Records of labeled boxes:
====

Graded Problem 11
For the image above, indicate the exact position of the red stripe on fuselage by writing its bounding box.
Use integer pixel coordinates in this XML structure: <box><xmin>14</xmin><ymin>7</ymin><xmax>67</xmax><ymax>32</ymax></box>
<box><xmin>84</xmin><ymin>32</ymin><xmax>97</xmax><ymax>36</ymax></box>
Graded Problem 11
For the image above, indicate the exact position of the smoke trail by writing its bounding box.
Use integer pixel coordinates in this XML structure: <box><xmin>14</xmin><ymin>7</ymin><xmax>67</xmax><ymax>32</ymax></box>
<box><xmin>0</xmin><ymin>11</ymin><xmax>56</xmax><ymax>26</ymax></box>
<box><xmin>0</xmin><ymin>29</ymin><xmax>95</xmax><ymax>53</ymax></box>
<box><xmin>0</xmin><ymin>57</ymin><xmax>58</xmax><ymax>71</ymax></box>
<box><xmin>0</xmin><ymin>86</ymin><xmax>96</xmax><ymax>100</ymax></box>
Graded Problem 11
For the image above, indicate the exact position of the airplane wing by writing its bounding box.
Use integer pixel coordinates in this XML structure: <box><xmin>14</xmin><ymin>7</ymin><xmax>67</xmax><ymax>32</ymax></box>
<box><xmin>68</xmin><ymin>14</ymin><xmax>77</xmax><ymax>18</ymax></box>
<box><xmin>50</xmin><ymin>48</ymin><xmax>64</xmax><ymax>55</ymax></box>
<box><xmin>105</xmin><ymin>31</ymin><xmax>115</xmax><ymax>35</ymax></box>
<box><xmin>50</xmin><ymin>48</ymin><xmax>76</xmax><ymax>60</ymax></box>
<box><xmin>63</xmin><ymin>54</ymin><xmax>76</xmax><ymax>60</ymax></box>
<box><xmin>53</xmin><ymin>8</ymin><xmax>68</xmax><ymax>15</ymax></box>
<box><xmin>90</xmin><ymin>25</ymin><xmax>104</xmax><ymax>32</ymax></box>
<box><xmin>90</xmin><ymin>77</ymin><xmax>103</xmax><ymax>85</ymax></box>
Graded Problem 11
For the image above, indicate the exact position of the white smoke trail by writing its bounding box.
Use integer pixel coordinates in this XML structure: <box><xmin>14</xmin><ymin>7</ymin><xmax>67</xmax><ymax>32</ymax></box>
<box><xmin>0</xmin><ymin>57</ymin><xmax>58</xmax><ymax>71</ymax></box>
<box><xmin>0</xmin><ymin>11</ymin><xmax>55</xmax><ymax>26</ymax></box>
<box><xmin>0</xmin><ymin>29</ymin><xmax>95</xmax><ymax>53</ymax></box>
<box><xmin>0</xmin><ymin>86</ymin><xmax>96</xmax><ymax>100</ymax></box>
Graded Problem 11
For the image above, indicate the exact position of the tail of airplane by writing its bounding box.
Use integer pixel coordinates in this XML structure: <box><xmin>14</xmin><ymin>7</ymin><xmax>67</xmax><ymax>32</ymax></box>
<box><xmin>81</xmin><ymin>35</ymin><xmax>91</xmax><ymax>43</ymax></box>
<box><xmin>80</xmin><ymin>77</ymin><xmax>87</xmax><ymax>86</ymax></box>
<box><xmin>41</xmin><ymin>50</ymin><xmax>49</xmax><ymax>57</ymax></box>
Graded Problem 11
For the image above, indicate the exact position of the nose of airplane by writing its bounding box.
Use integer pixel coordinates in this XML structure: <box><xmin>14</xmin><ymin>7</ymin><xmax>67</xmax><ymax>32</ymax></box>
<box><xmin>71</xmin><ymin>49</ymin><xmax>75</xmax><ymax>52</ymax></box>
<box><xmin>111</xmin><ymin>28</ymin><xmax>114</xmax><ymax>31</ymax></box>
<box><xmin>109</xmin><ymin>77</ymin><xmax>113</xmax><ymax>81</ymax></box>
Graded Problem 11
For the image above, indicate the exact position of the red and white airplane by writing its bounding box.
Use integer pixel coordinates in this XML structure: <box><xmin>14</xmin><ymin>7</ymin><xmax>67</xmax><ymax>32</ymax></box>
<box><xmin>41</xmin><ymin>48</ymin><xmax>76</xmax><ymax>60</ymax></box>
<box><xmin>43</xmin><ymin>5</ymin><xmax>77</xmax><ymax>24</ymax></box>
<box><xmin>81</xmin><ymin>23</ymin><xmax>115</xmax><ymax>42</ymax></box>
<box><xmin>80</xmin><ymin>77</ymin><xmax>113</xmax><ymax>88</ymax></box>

====

STATED TASK:
Go through the records above and set each one down exactly, please.

EXERCISE SOLUTION:
Graded Problem 11
For the image above, indicate the exact position of the red stripe on fuselage by writing its bounding box.
Use integer pixel coordinates in this XML structure: <box><xmin>14</xmin><ymin>7</ymin><xmax>67</xmax><ymax>32</ymax></box>
<box><xmin>84</xmin><ymin>32</ymin><xmax>97</xmax><ymax>36</ymax></box>
Graded Problem 11
For the image above, indicate the exact position of the smoke trail by writing its bounding box.
Use integer pixel coordinates in this XML structure: <box><xmin>14</xmin><ymin>7</ymin><xmax>67</xmax><ymax>32</ymax></box>
<box><xmin>0</xmin><ymin>11</ymin><xmax>56</xmax><ymax>26</ymax></box>
<box><xmin>0</xmin><ymin>29</ymin><xmax>95</xmax><ymax>53</ymax></box>
<box><xmin>0</xmin><ymin>57</ymin><xmax>58</xmax><ymax>71</ymax></box>
<box><xmin>0</xmin><ymin>86</ymin><xmax>96</xmax><ymax>100</ymax></box>
Graded Problem 11
For the image above, indicate the exact position of the airplane wing by writing its bounding box.
Use integer pixel coordinates in this XML structure: <box><xmin>14</xmin><ymin>7</ymin><xmax>67</xmax><ymax>32</ymax></box>
<box><xmin>68</xmin><ymin>14</ymin><xmax>77</xmax><ymax>18</ymax></box>
<box><xmin>50</xmin><ymin>48</ymin><xmax>64</xmax><ymax>55</ymax></box>
<box><xmin>105</xmin><ymin>31</ymin><xmax>115</xmax><ymax>35</ymax></box>
<box><xmin>50</xmin><ymin>48</ymin><xmax>76</xmax><ymax>60</ymax></box>
<box><xmin>63</xmin><ymin>54</ymin><xmax>76</xmax><ymax>60</ymax></box>
<box><xmin>53</xmin><ymin>8</ymin><xmax>68</xmax><ymax>15</ymax></box>
<box><xmin>90</xmin><ymin>25</ymin><xmax>104</xmax><ymax>32</ymax></box>
<box><xmin>90</xmin><ymin>77</ymin><xmax>103</xmax><ymax>85</ymax></box>
Graded Problem 11
For the image above, indicate the exact position of the white smoke trail by writing its bounding box.
Use integer pixel coordinates in this XML structure: <box><xmin>14</xmin><ymin>7</ymin><xmax>67</xmax><ymax>32</ymax></box>
<box><xmin>0</xmin><ymin>57</ymin><xmax>58</xmax><ymax>71</ymax></box>
<box><xmin>0</xmin><ymin>11</ymin><xmax>55</xmax><ymax>26</ymax></box>
<box><xmin>0</xmin><ymin>29</ymin><xmax>95</xmax><ymax>53</ymax></box>
<box><xmin>0</xmin><ymin>86</ymin><xmax>96</xmax><ymax>100</ymax></box>
Graded Problem 11
For the image above, indicate the exact position of the tail of airplane by writing its bounding box.
Use integer pixel coordinates in this XML structure: <box><xmin>14</xmin><ymin>7</ymin><xmax>67</xmax><ymax>32</ymax></box>
<box><xmin>81</xmin><ymin>35</ymin><xmax>91</xmax><ymax>43</ymax></box>
<box><xmin>80</xmin><ymin>77</ymin><xmax>87</xmax><ymax>86</ymax></box>
<box><xmin>41</xmin><ymin>50</ymin><xmax>49</xmax><ymax>57</ymax></box>
Graded Problem 11
For the image above, indicate the exact position of the nose of airplane by writing its bounding box.
Use integer pixel coordinates in this XML structure: <box><xmin>14</xmin><ymin>7</ymin><xmax>67</xmax><ymax>32</ymax></box>
<box><xmin>71</xmin><ymin>49</ymin><xmax>75</xmax><ymax>52</ymax></box>
<box><xmin>111</xmin><ymin>28</ymin><xmax>114</xmax><ymax>31</ymax></box>
<box><xmin>109</xmin><ymin>77</ymin><xmax>113</xmax><ymax>81</ymax></box>
Graded Problem 11
For the image above, indicate the exact position of the red and white airplane by writing its bounding box.
Use integer pixel coordinates in this XML structure: <box><xmin>14</xmin><ymin>7</ymin><xmax>67</xmax><ymax>32</ymax></box>
<box><xmin>41</xmin><ymin>48</ymin><xmax>76</xmax><ymax>60</ymax></box>
<box><xmin>43</xmin><ymin>5</ymin><xmax>77</xmax><ymax>24</ymax></box>
<box><xmin>81</xmin><ymin>23</ymin><xmax>115</xmax><ymax>42</ymax></box>
<box><xmin>80</xmin><ymin>77</ymin><xmax>113</xmax><ymax>88</ymax></box>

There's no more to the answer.